### Working data ###

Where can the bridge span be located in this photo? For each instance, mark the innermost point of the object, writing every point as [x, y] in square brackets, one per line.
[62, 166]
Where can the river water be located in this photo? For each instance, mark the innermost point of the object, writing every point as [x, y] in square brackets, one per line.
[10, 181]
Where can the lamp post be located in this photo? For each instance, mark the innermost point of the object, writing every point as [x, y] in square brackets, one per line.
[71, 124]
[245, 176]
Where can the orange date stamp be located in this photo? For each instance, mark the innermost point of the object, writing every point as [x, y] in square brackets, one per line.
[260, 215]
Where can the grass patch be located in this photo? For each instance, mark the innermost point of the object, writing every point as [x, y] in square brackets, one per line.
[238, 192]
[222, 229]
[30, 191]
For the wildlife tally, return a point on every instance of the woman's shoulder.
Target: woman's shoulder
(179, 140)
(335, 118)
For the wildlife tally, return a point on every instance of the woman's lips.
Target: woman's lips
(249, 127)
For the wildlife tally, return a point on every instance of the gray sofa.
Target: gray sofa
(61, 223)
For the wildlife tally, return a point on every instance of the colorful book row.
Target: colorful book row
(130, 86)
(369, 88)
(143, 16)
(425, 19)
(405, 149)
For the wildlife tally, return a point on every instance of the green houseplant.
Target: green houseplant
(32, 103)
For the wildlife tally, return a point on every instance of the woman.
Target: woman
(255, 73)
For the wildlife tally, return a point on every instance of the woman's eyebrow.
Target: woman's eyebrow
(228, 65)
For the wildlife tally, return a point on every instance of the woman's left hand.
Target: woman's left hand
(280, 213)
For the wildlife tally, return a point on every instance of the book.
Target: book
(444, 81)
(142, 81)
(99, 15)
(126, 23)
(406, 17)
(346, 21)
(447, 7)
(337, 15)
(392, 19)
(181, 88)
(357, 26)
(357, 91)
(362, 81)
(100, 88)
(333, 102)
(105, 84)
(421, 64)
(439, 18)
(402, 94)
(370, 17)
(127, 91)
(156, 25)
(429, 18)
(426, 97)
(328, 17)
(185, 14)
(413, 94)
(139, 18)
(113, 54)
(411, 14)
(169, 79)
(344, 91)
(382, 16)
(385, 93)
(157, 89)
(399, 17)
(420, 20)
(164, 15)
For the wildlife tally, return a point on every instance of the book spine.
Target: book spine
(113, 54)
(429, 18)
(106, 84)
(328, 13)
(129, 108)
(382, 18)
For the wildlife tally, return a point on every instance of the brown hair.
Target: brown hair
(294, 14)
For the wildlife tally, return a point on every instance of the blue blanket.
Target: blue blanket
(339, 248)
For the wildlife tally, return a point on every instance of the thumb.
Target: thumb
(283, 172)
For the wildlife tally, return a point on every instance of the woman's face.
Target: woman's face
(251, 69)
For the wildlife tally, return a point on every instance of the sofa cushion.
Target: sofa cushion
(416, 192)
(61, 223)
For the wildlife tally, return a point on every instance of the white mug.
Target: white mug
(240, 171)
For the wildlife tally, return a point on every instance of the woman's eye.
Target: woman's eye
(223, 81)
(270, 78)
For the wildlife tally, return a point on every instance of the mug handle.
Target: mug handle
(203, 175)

###

▶ [Task objective] Print the material exactly. Include every line.

▶ [Answer for the task]
Where can the bridge span be located in this photo? For each instance, mark the innermost point of the object, writing every point as [x, y] in square brackets, one per line.
[62, 166]
Where can the river water be located in this photo? For each instance, mark the innermost point of the object, writing every point as [x, y] in square brackets, one per line.
[10, 181]
Where can the lamp post be located in this photo? For each instance, mark the innermost point of the object, writing every point as [x, y] in square brackets, one per line.
[71, 124]
[245, 176]
Where can the orange date stamp be located in this photo? For each instance, mark the innermost point of the object, writing every point as [x, y] in square brackets, one per line.
[260, 215]
Where can the grass patch be located in this photo? For each instance, mark the innermost point of the object, writing every point as [x, y] in square brackets, one per line.
[238, 192]
[222, 229]
[30, 191]
For the wildlife tally, return a point on every instance of the woman's shoulder.
Target: woman's shoulder
(179, 140)
(335, 118)
For the wildlife tally, return a point on every instance of the woman's lips.
Target: woman's lips
(249, 127)
For the wildlife tally, return a point on every instance of the gray sofa.
Target: gray sofa
(61, 223)
For the wildlife tally, return a point on every instance of the colorful book row.
Target: colorful book row
(130, 86)
(369, 88)
(143, 16)
(425, 19)
(405, 149)
For the wildlife tally, return a point on every instance of the green houseplant.
Target: green houseplant
(32, 103)
For the wildlife tally, return a point on every instance of the woman.
Target: woman
(255, 73)
For the wildlife tally, return a point on every instance of the woman's eyebrow.
Target: woman's eyebrow
(228, 65)
For the wildlife tally, return a point on every instance of the woman's left hand.
Target: woman's left hand
(280, 213)
For the wildlife tally, return a point on every instance of the book.
Target: book
(444, 81)
(142, 81)
(99, 15)
(126, 23)
(406, 17)
(346, 21)
(447, 7)
(337, 15)
(392, 19)
(181, 88)
(357, 26)
(357, 91)
(362, 81)
(100, 88)
(333, 102)
(105, 84)
(421, 64)
(439, 18)
(402, 94)
(370, 17)
(127, 91)
(156, 25)
(429, 18)
(426, 97)
(328, 17)
(185, 14)
(413, 94)
(139, 18)
(113, 54)
(411, 14)
(169, 79)
(344, 91)
(382, 16)
(385, 93)
(157, 89)
(399, 17)
(420, 20)
(164, 15)
For the wildlife tally, return a point on every instance of the book spine.
Target: book spine
(113, 54)
(429, 18)
(106, 84)
(328, 13)
(129, 108)
(382, 18)
For the wildlife tally, return a point on every instance of the brown hair.
Target: brown hair
(294, 14)
For the wildlife tally, return a point on every instance of the blue blanket.
Target: blue blanket
(339, 248)
For the wildlife tally, return a point on every instance of the thumb.
Target: thumb
(283, 172)
For the wildlife tally, return a point on every instance of the woman's face.
Target: woman's face
(251, 69)
For the wildlife tally, return a point on every instance of the sofa cushion.
Target: sofa cushion
(416, 192)
(61, 223)
For the wildlife tally, return a point on every instance of the white mug.
Target: white mug
(240, 171)
For the wildlife tally, return a point on every instance of the woman's eye.
Target: woman's eye
(223, 81)
(270, 78)
For the wildlife tally, return a point on every instance of the mug handle.
Target: mug handle
(203, 175)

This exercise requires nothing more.